→ **Page extract**
-*-
ITEM 1A. Risk Factors
The risks described below are not the only ones facing us. The Companys business is also subject to the risks that affect many other companies, such as competition, technological obsolescence, labor relations, general economic conditions and geopolitical events. Additional risks not currently known to the Company or that the Company currently believes are immaterial also may impair its business operations and its liquidity.
Risks Relating to Current Litigation
Continued scrutiny resulting from ongoing litigation may have an adverse effect on the Companys business. SBM and others have received subpoenas and requests from the SEC's Division of Enforcement, the Unites States Attorney of Baltimore, Maryland, the United States Attorney General in Washington, D.C. and others seeking the production of voluminous documents in connection with various investigations into the Companys governance, management, operations, accounting and related controls. Certain current and former employees have received notices for voluntary informational interviews from the SEC's Division of Enforcement, Office of the Inspector General for the Department of Education and the Internal Revenue Service (IRS) seeking testimony related to past financial and accounting practices. At this time, the Company cannot predict when these investigations will be completed, nor can the Company predict what the results of these investigations may be. It is possible that the Company will be required to pay material fines, consent to injunctions on future conduct, lose the ability to conduct business with government entities (which in turn could negatively impact its business with non-governmental customers) or suffer other penalties, each of which could have a material adverse effect on its business. SBM cannot provide assurance that the effects and results of these or other investigations will not be material and adverse to its business, financial condition, results of operations or cash flows.
-*-
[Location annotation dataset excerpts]
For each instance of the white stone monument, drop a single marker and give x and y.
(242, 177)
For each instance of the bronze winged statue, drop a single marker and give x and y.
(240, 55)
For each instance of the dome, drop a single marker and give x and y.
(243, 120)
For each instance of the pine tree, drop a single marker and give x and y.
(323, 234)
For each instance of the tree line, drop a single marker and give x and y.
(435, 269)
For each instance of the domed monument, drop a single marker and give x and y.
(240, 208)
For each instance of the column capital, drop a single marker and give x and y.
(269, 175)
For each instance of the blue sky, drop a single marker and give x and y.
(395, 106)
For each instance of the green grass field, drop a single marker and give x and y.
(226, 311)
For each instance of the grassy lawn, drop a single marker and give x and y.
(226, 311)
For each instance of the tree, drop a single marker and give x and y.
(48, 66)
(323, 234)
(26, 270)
-*-
→ **Written tasks**
a - In the risk factors excerpt, what type of interviews did certain current and former employees receive notices for?
b - List every risk that the risk factors excerpt says also affects many other companies.
c - Repeat the part of the risk factors excerpt between "ITEM 1A. Risk" and "and its liquidity.", inclusive.

→ **Answer list**
a - Voluntary informational interviews.

b - Competition, technological obsolescence, labor relations, general economic conditions, geopolitical events

c -
ITEM 1A. Risk Factors
The risks described below are not the only ones facing us. The Companys business is also subject to the risks that affect many other companies, such as competition, technological obsolescence, labor relations, general economic conditions and geopolitical events. Additional risks not currently known to the Company or that the Company currently believes are immaterial also may impair its business operations and its liquidity.